- [TASK TO CARRY OUT]:
Your task is to print all of the data below exactly, with no pictures included.

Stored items
= = = =

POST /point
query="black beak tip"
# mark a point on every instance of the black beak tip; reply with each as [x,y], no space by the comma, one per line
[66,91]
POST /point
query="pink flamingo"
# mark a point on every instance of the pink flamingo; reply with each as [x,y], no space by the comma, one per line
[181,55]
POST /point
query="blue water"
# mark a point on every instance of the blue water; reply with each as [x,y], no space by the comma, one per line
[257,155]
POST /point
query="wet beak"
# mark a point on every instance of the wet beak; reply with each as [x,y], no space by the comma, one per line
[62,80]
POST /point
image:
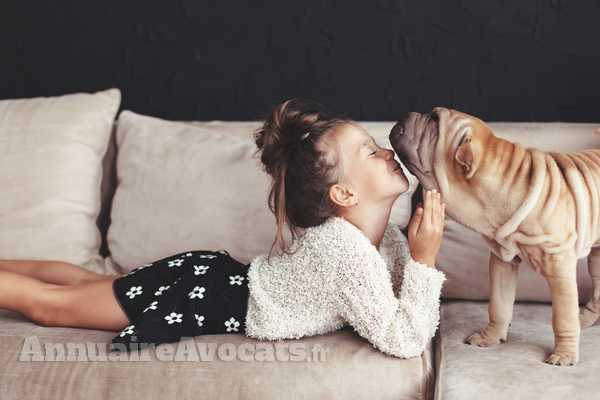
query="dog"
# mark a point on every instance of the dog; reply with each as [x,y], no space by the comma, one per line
[539,208]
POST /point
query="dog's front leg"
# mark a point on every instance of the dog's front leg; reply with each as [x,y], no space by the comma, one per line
[503,285]
[560,272]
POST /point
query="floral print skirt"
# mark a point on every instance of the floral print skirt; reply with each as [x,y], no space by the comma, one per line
[185,295]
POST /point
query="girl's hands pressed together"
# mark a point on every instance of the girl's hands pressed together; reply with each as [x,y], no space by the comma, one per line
[426,229]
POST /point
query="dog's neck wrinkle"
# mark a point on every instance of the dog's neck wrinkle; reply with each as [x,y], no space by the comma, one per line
[527,170]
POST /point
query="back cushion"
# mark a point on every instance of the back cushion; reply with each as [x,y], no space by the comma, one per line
[463,255]
[192,186]
[51,153]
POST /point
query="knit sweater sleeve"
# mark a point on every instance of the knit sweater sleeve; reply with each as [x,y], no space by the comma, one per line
[399,325]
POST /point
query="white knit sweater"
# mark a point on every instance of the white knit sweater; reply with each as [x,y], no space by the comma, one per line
[337,277]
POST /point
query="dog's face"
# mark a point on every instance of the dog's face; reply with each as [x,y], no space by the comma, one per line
[447,151]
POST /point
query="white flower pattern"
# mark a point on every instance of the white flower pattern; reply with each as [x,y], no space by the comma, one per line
[174,317]
[232,325]
[134,291]
[127,331]
[197,292]
[175,263]
[152,306]
[161,290]
[200,269]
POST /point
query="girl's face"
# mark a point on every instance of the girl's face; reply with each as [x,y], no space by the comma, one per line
[369,170]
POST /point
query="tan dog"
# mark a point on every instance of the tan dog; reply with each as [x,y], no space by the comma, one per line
[539,208]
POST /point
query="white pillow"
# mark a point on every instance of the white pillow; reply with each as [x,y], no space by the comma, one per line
[51,153]
[190,186]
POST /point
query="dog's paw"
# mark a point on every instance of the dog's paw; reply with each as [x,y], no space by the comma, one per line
[483,340]
[563,359]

= = = =

- [EXERCISE OUTPUT]:
POST /point
query="black beak tip"
# mark a point on every instance of the black beak tip; reply with each as [x,y], no space by the comma, one per line
[66,91]
POST /point
query="pink flamingo"
# mark a point on every instance of the pink flamingo; reply with each as [x,y], no space by the comma, one per line
[181,55]
POST /point
query="blue water"
# mark a point on every instance of the blue water; reply with each as [x,y], no space by the comma, one per line
[257,155]
POST /point
query="wet beak"
# mark a point on every instance of the wet beak; reply with each as [x,y], no space by the comma, one per line
[62,80]
POST /point
image:
query="dog"
# mark a point on every instance of the dog; reply with each as [x,y], no space by the comma, one per line
[539,208]
POST /point
query="dog's front leg"
# mark a point on every instance of the dog's front leg; reply with each as [x,y], no space by the comma, one per line
[503,285]
[560,272]
POST /point
query="floral print skirt"
# mark a point on every instance of the floral print skirt; reply with each as [x,y], no space by the comma, one per line
[185,295]
POST /point
query="girl's hands pressed together"
# mark a point on every instance of the girl's hands pressed together; reply with each as [x,y], no space by the comma, one per line
[426,229]
POST /point
query="dog's neck wrinkle"
# mark a point on every instance of the dog's neck wrinkle; reply with each as [x,y], no space by the comma, one per line
[527,170]
POST /point
query="back cushion"
# mark a point on every instance of the back cushion; reply with each as [x,y], no space by the comma, one per line
[463,255]
[192,186]
[51,153]
POST /point
query="knit sweater sleeve"
# mark a point on every instance of the knit sweater sleeve; reply with each as [x,y], no space by the comma, one per line
[399,325]
POST /point
query="white knit sweater"
# mark a point on every instance of the white knit sweater; reply with each as [x,y], no space by the comma, one per line
[337,277]
POST /point
query="dog's face"
# mark a point on every instance of the dog's face; reply with each as [x,y], no space by the comma, one per line
[447,151]
POST /point
query="white flower pattern"
# mark a point on every instance of the white flower pattern; reply with each as [x,y], no space by the comma, one per line
[174,317]
[232,325]
[134,291]
[127,331]
[197,292]
[175,263]
[152,306]
[161,290]
[200,269]
POST /point
query="girl's face"
# mark a point on every instance of the girl's face; reply with each as [x,y], no space by the comma, one per line
[369,170]
POST /point
query="tan dog"
# mark a point on every instance of the tan dog; reply with each as [x,y], no space by the comma, one per line
[539,208]
POST /point
query="white pillow"
# mark a point on every instance of the white pillow; reply with each as [x,y], no space by the comma, one per line
[51,153]
[190,186]
POST /point
query="dog's paw"
# mark a point on every instance of the dog's paw; reply with each as [x,y], no space by the comma, one per line
[483,340]
[563,359]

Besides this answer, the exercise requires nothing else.